*How to complete this task*.
The expected result is the full set of records, copied precisely, with images dropped.
── Available records ──
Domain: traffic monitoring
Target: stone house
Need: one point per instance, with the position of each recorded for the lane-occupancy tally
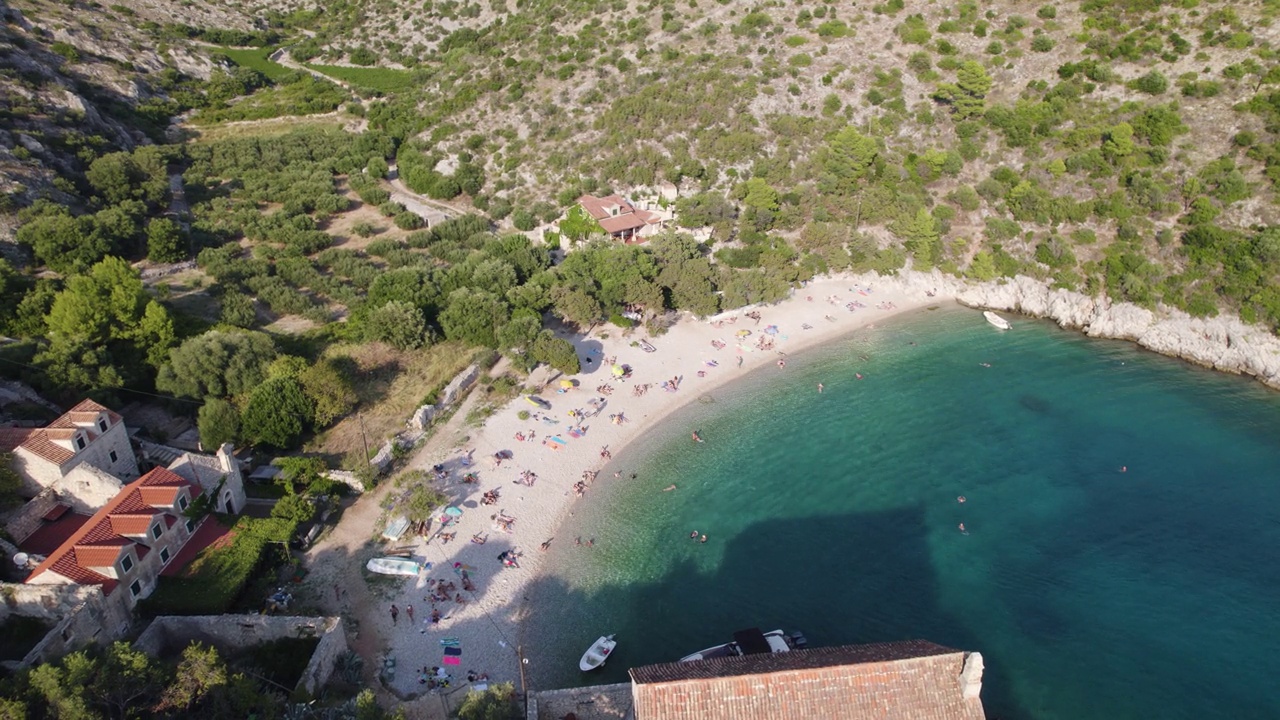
(85, 455)
(126, 545)
(622, 219)
(219, 474)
───
*Result below*.
Domain: traffic monitoring
Target: stone house
Need: one point per instance, with the position of each recorded for the lane-occupancy tally
(85, 455)
(126, 545)
(622, 219)
(219, 474)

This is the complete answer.